Point labeling examples =

+++

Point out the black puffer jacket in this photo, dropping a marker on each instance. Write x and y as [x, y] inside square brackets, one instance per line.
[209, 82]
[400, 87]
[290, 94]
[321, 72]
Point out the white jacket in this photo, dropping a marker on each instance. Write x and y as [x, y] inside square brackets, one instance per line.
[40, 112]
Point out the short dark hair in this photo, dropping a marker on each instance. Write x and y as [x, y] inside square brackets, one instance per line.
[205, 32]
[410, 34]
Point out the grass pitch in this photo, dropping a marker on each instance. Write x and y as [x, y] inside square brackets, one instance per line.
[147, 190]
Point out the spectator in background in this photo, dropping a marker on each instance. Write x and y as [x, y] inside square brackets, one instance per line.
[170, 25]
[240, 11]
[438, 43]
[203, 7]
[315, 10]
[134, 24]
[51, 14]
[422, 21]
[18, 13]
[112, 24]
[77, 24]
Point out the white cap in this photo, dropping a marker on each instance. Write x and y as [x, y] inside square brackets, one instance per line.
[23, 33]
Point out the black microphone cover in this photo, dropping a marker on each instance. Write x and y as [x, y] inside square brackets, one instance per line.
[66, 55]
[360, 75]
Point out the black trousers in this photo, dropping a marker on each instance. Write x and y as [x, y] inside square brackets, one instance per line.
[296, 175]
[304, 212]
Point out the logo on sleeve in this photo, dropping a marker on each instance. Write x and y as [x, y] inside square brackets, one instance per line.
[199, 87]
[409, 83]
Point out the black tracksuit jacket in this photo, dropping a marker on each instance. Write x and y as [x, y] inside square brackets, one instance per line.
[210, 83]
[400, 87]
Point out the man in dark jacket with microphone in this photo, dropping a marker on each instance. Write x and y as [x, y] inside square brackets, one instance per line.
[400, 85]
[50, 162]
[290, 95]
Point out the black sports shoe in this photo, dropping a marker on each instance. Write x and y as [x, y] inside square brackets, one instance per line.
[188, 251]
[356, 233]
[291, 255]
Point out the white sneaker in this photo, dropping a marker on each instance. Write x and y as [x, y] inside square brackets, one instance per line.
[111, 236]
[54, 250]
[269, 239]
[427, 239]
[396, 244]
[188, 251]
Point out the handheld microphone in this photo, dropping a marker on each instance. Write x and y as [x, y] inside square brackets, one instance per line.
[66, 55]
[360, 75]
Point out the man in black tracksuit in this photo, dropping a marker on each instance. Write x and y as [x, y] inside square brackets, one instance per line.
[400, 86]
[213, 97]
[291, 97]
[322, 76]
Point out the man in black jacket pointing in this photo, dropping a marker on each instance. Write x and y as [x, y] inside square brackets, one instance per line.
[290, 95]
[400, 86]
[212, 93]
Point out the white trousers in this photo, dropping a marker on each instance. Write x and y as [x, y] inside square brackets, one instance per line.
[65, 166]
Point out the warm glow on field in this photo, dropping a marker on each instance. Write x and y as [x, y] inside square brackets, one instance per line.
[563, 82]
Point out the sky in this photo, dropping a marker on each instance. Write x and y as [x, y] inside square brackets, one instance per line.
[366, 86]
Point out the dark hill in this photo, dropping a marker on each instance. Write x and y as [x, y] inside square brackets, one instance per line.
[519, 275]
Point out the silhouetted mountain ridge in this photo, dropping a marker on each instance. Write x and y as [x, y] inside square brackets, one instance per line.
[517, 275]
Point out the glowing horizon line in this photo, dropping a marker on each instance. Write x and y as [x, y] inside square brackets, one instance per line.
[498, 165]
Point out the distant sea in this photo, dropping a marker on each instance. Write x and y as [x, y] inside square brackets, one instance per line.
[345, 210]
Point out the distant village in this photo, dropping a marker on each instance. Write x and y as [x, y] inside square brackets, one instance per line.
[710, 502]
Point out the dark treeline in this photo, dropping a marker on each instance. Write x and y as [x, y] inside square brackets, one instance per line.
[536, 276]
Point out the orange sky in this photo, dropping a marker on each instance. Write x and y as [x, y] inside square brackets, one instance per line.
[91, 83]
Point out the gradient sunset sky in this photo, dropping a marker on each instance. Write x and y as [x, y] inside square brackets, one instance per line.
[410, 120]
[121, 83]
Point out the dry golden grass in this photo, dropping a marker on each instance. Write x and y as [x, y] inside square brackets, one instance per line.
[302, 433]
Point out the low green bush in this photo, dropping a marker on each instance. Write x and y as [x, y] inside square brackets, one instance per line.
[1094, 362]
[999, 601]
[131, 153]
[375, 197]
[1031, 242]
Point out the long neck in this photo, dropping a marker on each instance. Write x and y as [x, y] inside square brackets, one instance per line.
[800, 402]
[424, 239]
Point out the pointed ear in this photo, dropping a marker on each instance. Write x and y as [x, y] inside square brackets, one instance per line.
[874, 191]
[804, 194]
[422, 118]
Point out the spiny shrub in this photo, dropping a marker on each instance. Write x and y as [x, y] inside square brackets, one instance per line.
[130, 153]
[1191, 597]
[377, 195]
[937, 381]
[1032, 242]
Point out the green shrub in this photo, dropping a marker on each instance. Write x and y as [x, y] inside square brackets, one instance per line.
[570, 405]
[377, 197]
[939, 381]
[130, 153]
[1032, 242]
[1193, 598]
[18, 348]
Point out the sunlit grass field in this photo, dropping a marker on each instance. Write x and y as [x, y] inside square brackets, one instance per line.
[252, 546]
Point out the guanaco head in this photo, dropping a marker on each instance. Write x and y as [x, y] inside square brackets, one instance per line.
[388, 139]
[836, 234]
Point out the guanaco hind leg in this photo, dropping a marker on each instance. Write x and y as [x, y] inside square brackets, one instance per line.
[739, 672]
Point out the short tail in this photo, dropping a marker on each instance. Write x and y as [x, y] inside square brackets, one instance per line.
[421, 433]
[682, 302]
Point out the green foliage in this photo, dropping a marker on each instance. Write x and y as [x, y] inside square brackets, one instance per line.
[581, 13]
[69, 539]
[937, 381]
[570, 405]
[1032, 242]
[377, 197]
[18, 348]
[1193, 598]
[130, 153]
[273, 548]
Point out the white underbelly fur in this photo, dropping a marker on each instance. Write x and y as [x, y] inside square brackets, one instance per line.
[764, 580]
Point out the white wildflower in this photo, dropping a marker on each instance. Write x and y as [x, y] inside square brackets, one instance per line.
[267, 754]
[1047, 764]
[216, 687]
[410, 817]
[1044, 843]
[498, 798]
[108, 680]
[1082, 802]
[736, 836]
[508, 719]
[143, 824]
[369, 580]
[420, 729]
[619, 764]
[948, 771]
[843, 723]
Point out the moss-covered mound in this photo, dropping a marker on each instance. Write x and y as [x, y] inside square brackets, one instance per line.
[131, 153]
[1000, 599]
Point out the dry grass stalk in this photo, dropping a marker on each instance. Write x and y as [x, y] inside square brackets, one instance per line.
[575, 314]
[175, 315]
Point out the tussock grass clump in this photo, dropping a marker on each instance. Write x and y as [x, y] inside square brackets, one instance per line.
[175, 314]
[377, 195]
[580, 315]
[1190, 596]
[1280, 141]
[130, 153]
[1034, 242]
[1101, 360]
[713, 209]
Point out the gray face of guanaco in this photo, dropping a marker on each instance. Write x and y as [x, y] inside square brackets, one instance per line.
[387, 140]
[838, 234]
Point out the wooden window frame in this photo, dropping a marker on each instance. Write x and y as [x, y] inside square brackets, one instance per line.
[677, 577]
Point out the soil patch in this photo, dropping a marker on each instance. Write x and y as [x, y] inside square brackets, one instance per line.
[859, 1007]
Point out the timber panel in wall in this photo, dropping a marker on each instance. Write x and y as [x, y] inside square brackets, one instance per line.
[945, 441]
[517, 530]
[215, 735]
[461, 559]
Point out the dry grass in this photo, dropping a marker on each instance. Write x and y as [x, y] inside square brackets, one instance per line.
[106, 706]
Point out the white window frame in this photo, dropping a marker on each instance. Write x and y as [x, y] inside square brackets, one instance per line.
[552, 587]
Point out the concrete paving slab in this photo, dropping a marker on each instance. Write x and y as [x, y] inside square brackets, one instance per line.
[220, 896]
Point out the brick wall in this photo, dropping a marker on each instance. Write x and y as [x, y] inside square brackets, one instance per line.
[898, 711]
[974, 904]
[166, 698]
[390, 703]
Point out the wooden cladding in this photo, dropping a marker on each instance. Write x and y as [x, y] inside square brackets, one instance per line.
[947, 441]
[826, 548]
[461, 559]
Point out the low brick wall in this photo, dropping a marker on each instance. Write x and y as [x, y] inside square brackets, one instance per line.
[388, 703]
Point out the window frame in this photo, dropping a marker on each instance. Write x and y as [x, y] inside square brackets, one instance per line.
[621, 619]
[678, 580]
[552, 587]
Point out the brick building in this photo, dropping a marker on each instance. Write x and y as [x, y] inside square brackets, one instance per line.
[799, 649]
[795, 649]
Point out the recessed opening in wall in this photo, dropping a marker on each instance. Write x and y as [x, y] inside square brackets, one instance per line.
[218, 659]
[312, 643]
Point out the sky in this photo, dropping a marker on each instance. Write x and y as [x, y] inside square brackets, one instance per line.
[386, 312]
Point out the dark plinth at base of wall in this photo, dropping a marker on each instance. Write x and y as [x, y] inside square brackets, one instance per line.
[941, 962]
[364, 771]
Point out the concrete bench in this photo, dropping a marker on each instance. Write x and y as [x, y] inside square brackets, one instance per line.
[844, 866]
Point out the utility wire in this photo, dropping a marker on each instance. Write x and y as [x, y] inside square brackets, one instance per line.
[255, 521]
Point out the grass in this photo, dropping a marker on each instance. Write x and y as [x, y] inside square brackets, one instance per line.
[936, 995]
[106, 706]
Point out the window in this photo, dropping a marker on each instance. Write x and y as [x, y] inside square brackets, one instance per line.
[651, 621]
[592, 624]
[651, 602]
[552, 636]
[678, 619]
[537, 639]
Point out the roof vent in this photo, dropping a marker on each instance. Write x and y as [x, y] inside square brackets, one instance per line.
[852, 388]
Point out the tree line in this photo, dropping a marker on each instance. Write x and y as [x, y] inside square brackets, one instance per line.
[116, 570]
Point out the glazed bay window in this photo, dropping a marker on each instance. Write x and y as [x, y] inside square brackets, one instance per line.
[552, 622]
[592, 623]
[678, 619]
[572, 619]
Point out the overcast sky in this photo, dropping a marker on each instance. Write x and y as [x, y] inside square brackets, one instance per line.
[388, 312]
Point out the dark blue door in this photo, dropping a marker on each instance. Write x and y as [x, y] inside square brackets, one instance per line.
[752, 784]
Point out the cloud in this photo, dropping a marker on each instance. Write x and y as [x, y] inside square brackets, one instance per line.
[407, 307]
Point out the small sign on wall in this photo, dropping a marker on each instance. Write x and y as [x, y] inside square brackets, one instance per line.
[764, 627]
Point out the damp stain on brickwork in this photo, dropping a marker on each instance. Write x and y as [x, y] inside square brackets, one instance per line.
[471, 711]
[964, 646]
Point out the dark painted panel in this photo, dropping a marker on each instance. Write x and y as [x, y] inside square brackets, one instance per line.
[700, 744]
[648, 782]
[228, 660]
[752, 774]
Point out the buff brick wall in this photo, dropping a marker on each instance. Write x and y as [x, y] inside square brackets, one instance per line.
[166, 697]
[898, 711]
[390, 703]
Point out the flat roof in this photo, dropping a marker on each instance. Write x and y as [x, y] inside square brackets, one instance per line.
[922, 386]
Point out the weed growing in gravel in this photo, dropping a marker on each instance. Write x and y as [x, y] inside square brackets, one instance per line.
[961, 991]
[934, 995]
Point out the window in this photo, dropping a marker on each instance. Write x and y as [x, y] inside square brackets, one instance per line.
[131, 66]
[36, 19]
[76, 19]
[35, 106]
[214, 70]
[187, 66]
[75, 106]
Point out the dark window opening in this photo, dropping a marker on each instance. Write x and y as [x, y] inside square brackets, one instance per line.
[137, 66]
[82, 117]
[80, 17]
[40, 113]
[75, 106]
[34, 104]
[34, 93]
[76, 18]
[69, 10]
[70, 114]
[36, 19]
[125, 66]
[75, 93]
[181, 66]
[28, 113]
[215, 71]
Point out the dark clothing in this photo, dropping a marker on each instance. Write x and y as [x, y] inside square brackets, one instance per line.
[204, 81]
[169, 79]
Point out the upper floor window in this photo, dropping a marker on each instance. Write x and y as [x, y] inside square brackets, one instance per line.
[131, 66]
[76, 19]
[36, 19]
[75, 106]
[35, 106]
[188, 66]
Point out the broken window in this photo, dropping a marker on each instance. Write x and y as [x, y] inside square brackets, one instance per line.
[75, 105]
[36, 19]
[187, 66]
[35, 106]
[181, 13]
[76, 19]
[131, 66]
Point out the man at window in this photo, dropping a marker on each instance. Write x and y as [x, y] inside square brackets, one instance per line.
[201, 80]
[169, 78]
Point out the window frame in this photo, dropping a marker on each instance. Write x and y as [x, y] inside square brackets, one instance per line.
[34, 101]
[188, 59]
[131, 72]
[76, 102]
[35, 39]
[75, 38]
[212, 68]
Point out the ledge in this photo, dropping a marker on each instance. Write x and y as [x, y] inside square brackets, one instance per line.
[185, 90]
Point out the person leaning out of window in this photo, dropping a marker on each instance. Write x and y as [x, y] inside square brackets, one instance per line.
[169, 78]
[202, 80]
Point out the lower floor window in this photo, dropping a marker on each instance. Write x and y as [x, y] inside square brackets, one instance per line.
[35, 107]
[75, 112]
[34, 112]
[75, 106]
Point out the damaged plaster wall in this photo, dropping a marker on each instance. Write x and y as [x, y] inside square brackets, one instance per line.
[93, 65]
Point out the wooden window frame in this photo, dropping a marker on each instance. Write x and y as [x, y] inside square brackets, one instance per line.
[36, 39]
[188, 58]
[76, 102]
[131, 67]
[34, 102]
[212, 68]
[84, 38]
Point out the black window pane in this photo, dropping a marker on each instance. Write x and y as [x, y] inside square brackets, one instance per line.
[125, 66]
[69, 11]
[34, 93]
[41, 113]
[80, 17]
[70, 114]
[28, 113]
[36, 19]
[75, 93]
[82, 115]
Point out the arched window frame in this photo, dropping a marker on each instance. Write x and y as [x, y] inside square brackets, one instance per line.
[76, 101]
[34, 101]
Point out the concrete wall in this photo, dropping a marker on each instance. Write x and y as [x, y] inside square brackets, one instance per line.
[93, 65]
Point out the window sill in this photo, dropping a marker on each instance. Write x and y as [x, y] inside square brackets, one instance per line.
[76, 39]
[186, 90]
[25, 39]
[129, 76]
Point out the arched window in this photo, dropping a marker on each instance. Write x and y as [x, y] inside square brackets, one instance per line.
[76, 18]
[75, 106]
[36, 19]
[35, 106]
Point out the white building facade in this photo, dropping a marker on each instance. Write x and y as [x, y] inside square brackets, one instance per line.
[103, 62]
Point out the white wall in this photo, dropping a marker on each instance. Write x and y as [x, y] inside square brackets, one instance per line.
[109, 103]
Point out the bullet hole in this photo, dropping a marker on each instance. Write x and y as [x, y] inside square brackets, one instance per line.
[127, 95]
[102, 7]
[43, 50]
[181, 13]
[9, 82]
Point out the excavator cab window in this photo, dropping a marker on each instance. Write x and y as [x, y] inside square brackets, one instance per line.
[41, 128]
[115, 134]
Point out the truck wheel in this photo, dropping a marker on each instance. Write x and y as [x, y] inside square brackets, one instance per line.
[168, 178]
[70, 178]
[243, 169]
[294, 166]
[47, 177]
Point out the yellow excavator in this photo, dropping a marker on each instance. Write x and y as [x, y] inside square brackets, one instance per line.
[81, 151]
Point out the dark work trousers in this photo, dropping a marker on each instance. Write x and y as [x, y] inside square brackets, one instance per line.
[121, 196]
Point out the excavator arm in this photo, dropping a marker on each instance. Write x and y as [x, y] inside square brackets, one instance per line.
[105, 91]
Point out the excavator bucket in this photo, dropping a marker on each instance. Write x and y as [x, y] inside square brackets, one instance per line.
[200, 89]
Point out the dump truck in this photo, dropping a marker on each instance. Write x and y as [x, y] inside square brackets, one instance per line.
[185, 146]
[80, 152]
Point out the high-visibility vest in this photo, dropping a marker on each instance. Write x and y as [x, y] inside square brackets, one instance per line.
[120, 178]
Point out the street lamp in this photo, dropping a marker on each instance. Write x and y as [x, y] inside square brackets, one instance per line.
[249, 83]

+++

Written instruction =
Exactly reproduce the lines beginning with the one that contains "Point out the white building" and ending with the last line of the material, both included. Leave out everything else.

Answer to the exercise =
Point out the white building facade in this photo, dropping a marker on each instance. Write x and y as [x, y] inside square brackets, one instance per line.
[103, 62]
Point out the white wall in this photo, dropping a marker on each instance. Write x and y as [x, y] inside square brackets, one instance per line.
[109, 103]
Point out the bullet hole in this photo, dropping a marker on each instance. Write x and y as [x, y] inside square brackets, one instance per line.
[127, 95]
[102, 7]
[43, 50]
[181, 13]
[9, 82]
Point out the excavator cab window in this photo, dropping a marker on each instance. Write x and y as [x, y] inside square brackets, one instance per line.
[41, 128]
[115, 134]
Point out the truck wheel in this photo, dropping a marker on each instance. Write x and y as [x, y] inside square brackets, one instance per line.
[168, 178]
[70, 178]
[243, 169]
[294, 166]
[47, 177]
Point out the yellow excavator in this photo, dropping a marker on each instance. Write x and y as [x, y] inside square brackets, one instance per line.
[81, 151]
Point out the dark work trousers in this photo, dropping a marker on each instance. Write x and y as [x, y] inside square brackets, one instance per line.
[121, 196]
Point out the excavator arm in this photo, dropping a marker on each instance. Write x and y as [x, y] inside square brackets, one instance per line.
[105, 91]
Point out the excavator bucket in this photo, dropping a marker on each instance. Write x and y as [x, y] inside square brackets, one instance per line.
[200, 89]
Point out the dump truck in this photo, dropping a marker on each instance. Write x and y as [x, y] inside square brackets, one instance per line.
[185, 146]
[80, 152]
Point out the high-visibility vest in this photo, dropping a marker on each instance. Write x and y as [x, y] inside square brackets, one instance per line.
[120, 178]
Point out the street lamp in this photo, dropping a marker on each instance. Write x and y as [x, y] inside square brackets, one instance per line.
[249, 83]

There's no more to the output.